#### Data to process

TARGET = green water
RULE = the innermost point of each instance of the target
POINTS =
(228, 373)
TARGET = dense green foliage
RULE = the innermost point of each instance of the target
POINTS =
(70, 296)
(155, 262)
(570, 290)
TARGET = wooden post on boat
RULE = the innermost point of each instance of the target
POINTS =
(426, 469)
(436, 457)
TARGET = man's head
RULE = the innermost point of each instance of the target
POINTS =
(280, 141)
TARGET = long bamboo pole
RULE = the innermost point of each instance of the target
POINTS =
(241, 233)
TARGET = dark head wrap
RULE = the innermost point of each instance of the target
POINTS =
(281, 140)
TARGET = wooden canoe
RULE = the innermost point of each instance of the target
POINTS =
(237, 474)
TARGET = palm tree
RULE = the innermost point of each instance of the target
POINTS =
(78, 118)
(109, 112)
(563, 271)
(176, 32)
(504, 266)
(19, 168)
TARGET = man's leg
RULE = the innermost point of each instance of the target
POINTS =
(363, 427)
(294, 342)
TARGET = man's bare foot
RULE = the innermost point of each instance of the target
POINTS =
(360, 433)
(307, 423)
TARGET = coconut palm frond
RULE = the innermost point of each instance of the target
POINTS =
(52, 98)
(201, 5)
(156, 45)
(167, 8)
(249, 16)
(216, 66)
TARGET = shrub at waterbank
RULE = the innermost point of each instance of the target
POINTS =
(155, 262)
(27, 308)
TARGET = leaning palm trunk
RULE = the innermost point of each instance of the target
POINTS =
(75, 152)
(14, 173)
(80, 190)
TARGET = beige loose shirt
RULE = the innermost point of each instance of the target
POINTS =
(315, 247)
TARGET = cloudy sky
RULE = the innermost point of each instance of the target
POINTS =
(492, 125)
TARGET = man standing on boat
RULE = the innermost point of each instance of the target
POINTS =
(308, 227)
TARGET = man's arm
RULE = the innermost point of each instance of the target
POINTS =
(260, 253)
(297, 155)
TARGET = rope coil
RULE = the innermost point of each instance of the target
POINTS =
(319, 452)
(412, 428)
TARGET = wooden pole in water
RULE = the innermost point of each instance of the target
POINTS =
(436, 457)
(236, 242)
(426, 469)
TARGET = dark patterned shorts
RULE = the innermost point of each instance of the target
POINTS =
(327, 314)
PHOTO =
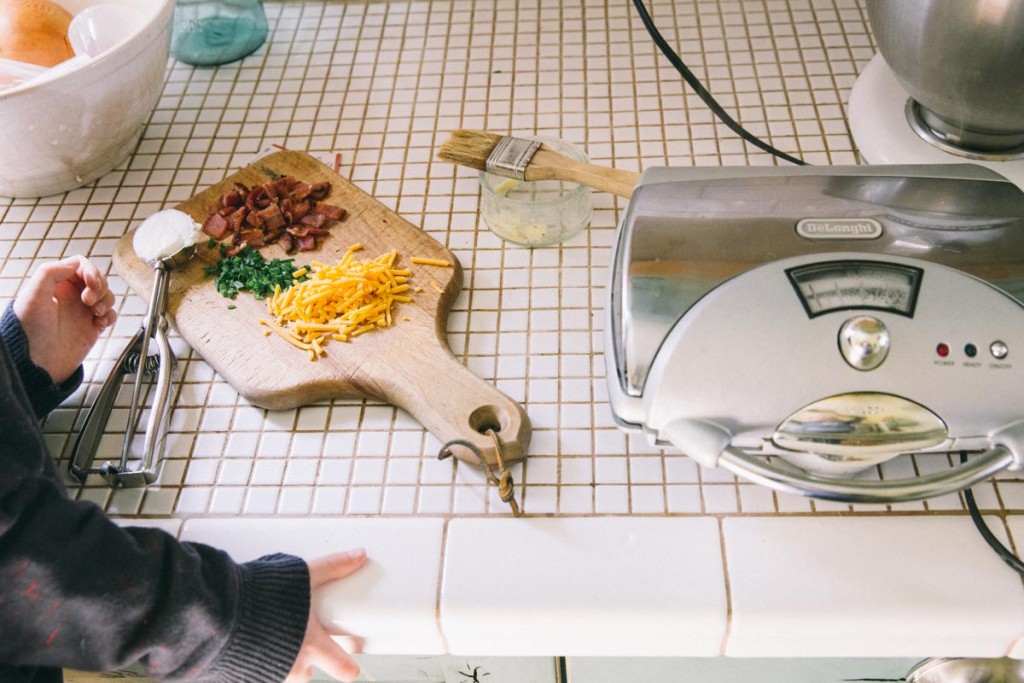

########

What you should do -> Pull every line containing "head" out of the entries.

Exercise solution ->
TARGET = man's head
TARGET = dark head wrap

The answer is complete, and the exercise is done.